▶ _TEXTO DE ESTUDIO_:
Nuestro diagnóstico de crisis grave pero controlada en
un horizonte previsible difiere de la caracterización de
la recesión actual, como desajuste circunstancial del
funcionamiento ya estabilizado de una nueva modalidad de
acumulación . Esta visión resulta inadecuada para
explicar la magnitud de los desequilibrios actuales, su
repetición en períodos tan breves y su
localización en distintos puntos del planeta.

Pero tampoco es correcto deducir de la crisis en curso la
inminencia de un crack financiero, especialmente si esta
conclusión es deducida de caracterizaciones exclusivamente
centradas en el descontrol de las operaciones especulativas . Al
remarcar la inestabilidad financiera actual sin indagar la
dinámica productiva subyacente, este enfoque no clarifica
porque la crisis tiene un devenir tan diferenciado en las
distintas áreas de la economía mundial.

Pero es indudable que las tres alternativas de la
recesión global en el corto plazo -agravamiento,
atenuación o estallido- no depende exclusivamente de las
contradicciones económicas del capitalismo. Los procesos
políticos y militares influyen de forma definitoria sobre
el signo de la coyuntura.

▶ _TAREAS_:
1. Transcribe el pasaje del texto sobre la crisis que va de "Nuestro diagnóstico de" a "puntos del planeta.".
2. Según el texto sobre la crisis, ¿cuáles son las tres alternativas de la recesión global en el corto plazo?
3. Escribe la continuación del texto sobre la crisis a partir de su última oración.

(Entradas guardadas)
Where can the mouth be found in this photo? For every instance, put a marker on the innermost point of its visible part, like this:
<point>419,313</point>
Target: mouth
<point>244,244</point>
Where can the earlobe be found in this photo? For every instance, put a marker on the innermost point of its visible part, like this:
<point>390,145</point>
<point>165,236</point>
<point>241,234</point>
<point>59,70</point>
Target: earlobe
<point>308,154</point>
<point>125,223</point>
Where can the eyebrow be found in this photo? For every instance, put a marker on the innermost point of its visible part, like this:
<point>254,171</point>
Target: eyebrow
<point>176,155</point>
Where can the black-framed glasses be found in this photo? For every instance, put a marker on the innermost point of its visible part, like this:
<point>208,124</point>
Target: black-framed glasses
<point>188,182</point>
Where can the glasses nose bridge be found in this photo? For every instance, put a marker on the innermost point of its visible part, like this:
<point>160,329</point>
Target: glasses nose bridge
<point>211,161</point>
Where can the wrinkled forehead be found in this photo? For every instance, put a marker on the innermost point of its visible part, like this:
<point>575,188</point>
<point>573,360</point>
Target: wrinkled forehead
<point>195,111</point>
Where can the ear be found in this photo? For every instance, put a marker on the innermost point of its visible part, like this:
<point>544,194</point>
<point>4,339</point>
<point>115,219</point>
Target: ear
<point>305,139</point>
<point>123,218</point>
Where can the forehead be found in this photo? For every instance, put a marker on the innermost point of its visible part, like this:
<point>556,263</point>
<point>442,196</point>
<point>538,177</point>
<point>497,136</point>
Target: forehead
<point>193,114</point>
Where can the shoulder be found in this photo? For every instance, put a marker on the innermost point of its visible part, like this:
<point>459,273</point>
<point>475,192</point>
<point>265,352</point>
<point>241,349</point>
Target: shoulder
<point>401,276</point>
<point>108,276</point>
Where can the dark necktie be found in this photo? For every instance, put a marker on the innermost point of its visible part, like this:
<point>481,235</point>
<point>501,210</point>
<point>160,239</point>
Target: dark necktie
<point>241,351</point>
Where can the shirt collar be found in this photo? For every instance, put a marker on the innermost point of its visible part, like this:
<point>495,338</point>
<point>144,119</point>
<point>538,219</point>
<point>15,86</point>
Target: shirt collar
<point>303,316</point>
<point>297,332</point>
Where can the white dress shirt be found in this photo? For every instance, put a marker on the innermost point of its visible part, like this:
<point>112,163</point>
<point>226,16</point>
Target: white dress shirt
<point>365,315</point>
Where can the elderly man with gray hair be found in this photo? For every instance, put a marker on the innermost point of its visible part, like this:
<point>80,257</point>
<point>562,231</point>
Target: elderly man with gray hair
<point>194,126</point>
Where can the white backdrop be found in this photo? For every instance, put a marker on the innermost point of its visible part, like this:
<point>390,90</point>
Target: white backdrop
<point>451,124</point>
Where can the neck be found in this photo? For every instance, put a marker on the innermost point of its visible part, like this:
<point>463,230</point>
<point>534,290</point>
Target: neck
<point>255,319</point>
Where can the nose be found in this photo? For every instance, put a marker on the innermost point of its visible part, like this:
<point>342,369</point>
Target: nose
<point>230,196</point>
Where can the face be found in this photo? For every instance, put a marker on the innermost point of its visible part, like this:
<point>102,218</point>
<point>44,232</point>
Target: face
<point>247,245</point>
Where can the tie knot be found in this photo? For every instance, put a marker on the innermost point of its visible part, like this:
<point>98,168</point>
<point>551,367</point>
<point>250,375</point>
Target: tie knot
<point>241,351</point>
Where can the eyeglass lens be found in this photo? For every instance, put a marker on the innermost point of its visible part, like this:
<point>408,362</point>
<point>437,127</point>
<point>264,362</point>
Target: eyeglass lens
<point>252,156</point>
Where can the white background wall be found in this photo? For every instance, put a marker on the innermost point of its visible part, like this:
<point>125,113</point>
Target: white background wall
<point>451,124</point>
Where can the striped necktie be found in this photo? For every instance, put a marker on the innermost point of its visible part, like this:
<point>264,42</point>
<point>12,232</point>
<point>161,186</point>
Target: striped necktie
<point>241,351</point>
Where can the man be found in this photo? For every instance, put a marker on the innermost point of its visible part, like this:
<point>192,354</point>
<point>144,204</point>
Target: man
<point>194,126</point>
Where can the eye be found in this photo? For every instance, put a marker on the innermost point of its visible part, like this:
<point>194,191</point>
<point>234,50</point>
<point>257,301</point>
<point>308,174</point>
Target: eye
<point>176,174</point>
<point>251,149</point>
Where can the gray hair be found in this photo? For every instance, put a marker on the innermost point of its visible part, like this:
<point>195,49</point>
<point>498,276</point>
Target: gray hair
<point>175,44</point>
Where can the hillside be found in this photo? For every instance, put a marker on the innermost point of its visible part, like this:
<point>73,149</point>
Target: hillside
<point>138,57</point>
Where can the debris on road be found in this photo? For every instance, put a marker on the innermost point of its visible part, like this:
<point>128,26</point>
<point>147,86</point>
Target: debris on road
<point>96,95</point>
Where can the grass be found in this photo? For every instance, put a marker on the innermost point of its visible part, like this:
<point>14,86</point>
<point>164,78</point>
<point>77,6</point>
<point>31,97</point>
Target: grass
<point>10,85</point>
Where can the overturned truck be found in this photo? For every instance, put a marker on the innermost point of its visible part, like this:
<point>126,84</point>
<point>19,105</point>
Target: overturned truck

▶ _RESPUESTAS NUMERADAS_:
1.
Nuestro diagnóstico de crisis grave pero controlada en
un horizonte previsible difiere de la caracterización de
la recesión actual, como desajuste circunstancial del
funcionamiento ya estabilizado de una nueva modalidad de
acumulación . Esta visión resulta inadecuada para
explicar la magnitud de los desequilibrios actuales, su
repetición en períodos tan breves y su
localización en distintos puntos del planeta.

2. Agravamiento, atenuación o estallido.

3.
LA GUERRA NUEVAMENTE EN
PRIMER PLANO

La guerra ha pasado a ocupar un papel nuevamente
explícito entre los instrumentos de dominación de
la clase capitalista. Por tercera vez en la última
década, una gran coalición de fuerzas llevó
adelante una operación bélica imperialista, que en
Afganistán superó ampliamente los precedentes del
Golfo y los Balcanes. Esta vez los objetivos de
dominación no fueron disimulados con pretextos
humanitarios, ni disfrazados bajo la bandera de la "lucha contra
el narcotráfico", como ocurrió con la
mayor parte de las intervenciones que sucedieron al fin de la
guerra
fría. Por supuesto que Estados Unidos recurre a la
justificación antiterrorista para atacar Afganistán
e iniciar la captura general de Asia Central. Pero su
propósito de controlar directamente los recursos
petroleros de la región (que tendrían dimensiones
comparables a los existentes en Arabia Saudita) es
inocultable.

El imperialismo norteamericano ha estado detrás de
todos los conflictos que ensangrentaron a los pueblos de la zona,
destruyeron sus economías y reforzaron el poder de
negociación de las compañías
petroleras (guerra de IrakIrán,
Mujaidines contra la ex URSS, ataque del Golfo, embargo y
bombardeo de Irak). A través de la guerra, Estados Unidos
no sólo debilita a la OPEP, sino
también a sus rivales europeos que son altamente
dependientes de la provisión del crudo de la región
.

A través de alianzas construidas para implementar las
operaciones bélicas en la zona, Estados Unidos refuerza su
hegemonía mundial, apuntala el eje anglo-norteamericano,
reafirmar el rol de la OTAN y mantiene relegado el surgimiento de
un ejército europeo.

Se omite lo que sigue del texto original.